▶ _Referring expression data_

=======

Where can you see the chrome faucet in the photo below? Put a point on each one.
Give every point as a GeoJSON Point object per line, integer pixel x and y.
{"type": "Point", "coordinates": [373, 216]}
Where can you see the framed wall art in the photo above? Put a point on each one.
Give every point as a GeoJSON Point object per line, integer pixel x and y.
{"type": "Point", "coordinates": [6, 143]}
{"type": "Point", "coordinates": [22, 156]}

=======

▶ _What to produce_
Exactly what appears above must be set down again in full.

▶ _Response area_
Where can you see the chrome faucet in the photo below? Put a point on each one.
Give every point as a GeoJSON Point object per line, integer pixel x and y.
{"type": "Point", "coordinates": [373, 216]}
Where can you see the framed wall art in the photo above? Put a point on each one.
Give every point as a GeoJSON Point object per line, integer pixel x and y.
{"type": "Point", "coordinates": [6, 143]}
{"type": "Point", "coordinates": [22, 156]}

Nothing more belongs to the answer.